▸ **Extract to read**:

Content starts

Wednesday, April 15, 2026

2026 read #23: Boy, with Accidental Dinosaur by Ian McDonald.

Boy, with Accidental Dinosaur by Ian McDonald
117 pages
Published 2026
Read from April 6 to April 15
Rating: 4 out of 5

We might have something of a holy grail here: an inventive, book-length dinosaur story written with panache. In tersely evocative prose, McDonald presents snatches of a colorful, dilapidated near-future of dinosaur rodeos and masked militia checkpoints, an America fragmented by bush war and technofascism and evangelical warlords, where circuses ride what’s left of the highways.

All in all, it’s dishearteningly similar to the dinosaur apocalypse novel I’ve been working on for well over a year. What’s worse: I think it’s better than my book, in a lot of ways. Whereas mine is a mix of 1990s flashback and an altered approximation of the present, McDonald goes full near-future sci-fi with his setting, giving us glimpses of weird tech and weirder social conventions. Boy gives us something all too rare in dinosaur fiction, perhaps even rarer than good prose: solid worldbuilding.

The Tatterdemalion Circus invites inevitable comparisons to the early chapters of Greg Bear’s Dinosaur Summer (which would only have benefitted from more dinosaur circus screentime). But with Silver Clowns and the Dust Tarot, both left to the reader’s devices to expand upon, McDonald populates an alien future, vaster and stranger than local warlords and fundamentalist turf wars.

McDonald’s terseness, and the book’s brevity, can sometimes work against Boy. It is somehow dense and diaphanous simultaneously, wisps of intense clarity air-gapped by narrative leaps. Also taking leaps: McDonald’s grasp of dinosaur biology, which turns hadrosaurs into carnivores and gives alvarezsaurs big sharp teeth. But the dinosaurs he gets right are some of fiction’s most vivid individual dino presences since Dinosaur Summer.

Content ends

▸ **Your task**:
Transcribe the book review above from "We might have" up to and including "of the highways.", keeping every word and mark unchanged.

Stored records:
Content starts

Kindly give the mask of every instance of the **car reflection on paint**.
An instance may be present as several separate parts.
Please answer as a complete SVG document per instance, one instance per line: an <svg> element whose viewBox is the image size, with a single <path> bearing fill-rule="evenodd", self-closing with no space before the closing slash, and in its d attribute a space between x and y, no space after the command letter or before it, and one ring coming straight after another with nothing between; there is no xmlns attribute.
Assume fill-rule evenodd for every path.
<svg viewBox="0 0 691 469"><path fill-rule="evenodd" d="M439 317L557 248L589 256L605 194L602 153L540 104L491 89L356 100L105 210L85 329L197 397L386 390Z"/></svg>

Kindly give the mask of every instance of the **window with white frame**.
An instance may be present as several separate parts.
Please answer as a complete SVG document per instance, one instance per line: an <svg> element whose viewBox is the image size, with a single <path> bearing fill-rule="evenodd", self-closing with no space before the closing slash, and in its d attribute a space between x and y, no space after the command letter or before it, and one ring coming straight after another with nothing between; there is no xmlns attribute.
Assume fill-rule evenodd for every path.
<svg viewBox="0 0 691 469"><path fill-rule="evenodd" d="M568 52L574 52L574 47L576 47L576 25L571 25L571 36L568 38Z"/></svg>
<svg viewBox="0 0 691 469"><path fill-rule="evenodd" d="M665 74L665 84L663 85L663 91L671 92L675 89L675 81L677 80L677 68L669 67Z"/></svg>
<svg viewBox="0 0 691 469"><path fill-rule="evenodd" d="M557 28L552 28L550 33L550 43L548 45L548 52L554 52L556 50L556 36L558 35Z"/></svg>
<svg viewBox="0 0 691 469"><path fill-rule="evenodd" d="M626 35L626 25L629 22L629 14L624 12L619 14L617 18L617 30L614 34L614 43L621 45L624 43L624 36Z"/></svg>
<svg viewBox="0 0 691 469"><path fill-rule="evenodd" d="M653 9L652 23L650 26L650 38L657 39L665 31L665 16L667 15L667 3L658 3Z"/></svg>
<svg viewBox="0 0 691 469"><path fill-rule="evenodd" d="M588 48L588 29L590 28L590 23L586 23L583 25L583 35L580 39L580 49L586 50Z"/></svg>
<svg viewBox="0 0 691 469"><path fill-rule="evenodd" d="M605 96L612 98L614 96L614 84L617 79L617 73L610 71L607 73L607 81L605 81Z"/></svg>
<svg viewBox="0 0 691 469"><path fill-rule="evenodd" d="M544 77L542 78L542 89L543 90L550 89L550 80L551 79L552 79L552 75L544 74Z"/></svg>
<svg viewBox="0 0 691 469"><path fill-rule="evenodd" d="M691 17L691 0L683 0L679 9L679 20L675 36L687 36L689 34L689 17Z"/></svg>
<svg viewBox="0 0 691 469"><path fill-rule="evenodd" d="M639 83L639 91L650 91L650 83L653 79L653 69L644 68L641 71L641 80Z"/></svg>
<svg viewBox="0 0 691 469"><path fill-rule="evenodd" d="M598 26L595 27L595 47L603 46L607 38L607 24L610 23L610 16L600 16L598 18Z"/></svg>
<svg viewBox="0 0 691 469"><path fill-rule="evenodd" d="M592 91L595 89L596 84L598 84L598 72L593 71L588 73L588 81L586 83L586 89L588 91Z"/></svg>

Content ends

▸ **Written answer**:
We might have something of a holy grail here: an inventive, book-length dinosaur story written with panache. In tersely evocative prose, McDonald presents snatches of a colorful, dilapidated near-future of dinosaur rodeos and masked militia checkpoints, an America fragmented by bush war and technofascism and evangelical warlords, where circuses ride what’s left of the highways.